> [ESERCIZIO PROPOSTO 1]
Restituisca tutte le righe che contengono la stringa "sphere".

> [BRANO DA LEGGERE]
======

Di Don’t Nod - PC, PlayStation 5, Xbox Series X|S (Game Pass)
Non c’è proprio niente che non vada in Jusant. La trovata alla base del suo gameplay, cioè quello che si fa, ha la qualità particolarmente rara di essere interessante ed equilibrata: sa cosa vuole fare, sa come farlo e sa dove fermarsi. L’idea narrativa gode della stessa, invidiabile, misura: ce n’è a sufficienza per capire cosa sta succedendo e non a tal punto da prevaricare sulle altre esigenze del gioco. Che sono le solite esigenze di un videogioco: lasciare sufficiente respiro a quello che si fa, mettere nelle mani di chi sta giocando la responsabilità di studiare i problemi e di trovare le soluzioni, coreografare il tutto con ambienti onirici e panorami elegantissimi.
Se voleste ricontrollare il nome dello sviluppatore di Jusant, vi capirei. Perché gli studi franco-canadesi di Don’t Nod non hanno mai espresso qualcosa di lontanamente simile a Jusant. La voglia irrefrenabile di esplorare degli stati d’animo c’era già ed è quella che scorreva tanto in Life is Strange, quanto in Twin Mirror, Gerda o Tell Me Why, che però condividono anche un’impostazione da avventura punta e clicca post-moderna, oltre a una serie di imperfezioni e di limiti (tecnici, spesso) che qua sono scomparsi. A dire il vero mi sono perso Harmony: The Fall of Reverie, pubblicato nell’estate del 2023, ma anche in questo caso mi pare di capire che i testi e i dialoghi siano l’essenza del gioco.
Jusant è prima un gioco d’azione e poi tutto il resto, senza nulla togliere ai plichi di lettere e messaggi che costellano come margherite il campo di gioco. Qualcuno ha scritto molto, nel mondo in perenne e disperata attesa di pioggia di Jusant, e gli scambi sono stati trascinati dalla polvere fino al protagonista (alla protagonista?). Sono righe da cui scivola fuori la vicenda che ha condannato un’intera comunità a cambiare i parametri della propria esistenza, ma si parla di un passato che pare avere solo in parte a che fare con quello che succede nel presente di Jusant. Intanto ne approfitto per dire che tutte quelle parole sono state molto ben tradotte in italiano da Ketty Federico ed Emanuel Riccobene.

======

> [ESERCIZIO PROPOSTO 2]
Stabilisca se ciascuna delle seguenti affermazioni concorda con il brano su Jusant. Risponda sì o no e citi testualmente le parole del brano che lo decidono. (a) Harmony: The Fall of Reverie è uscito nell’estate del 2023. (b) Le lettere e i messaggi del gioco hanno ricevuto una traduzione italiana mediocre. (c) Jusant è innanzitutto un’avventura punta e clicca.

> [RIGHE FORNITE]
======

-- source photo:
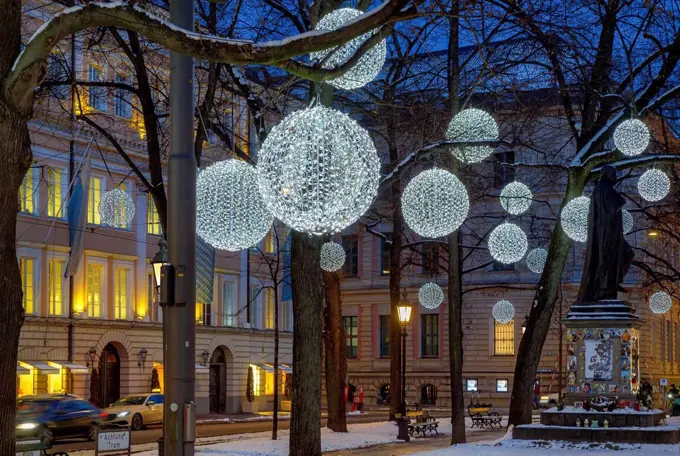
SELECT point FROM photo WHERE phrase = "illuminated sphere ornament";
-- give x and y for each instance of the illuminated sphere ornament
(472, 125)
(508, 243)
(318, 170)
(332, 256)
(660, 302)
(116, 208)
(230, 213)
(435, 203)
(516, 198)
(536, 259)
(631, 137)
(574, 218)
(654, 185)
(430, 295)
(370, 63)
(503, 311)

======

> [RISPOSTA CORRETTA 1]
SELECT point FROM photo WHERE phrase = "illuminated sphere ornament";
-- give x and y for each instance of the illuminated sphere ornament

> [RISPOSTA CORRETTA 2]
(a) Sì: «pubblicato nell’estate del 2023».
(b) No: «tutte quelle parole sono state molto ben tradotte in italiano».
(c) No: «Jusant è prima un gioco d’azione e poi tutto il resto».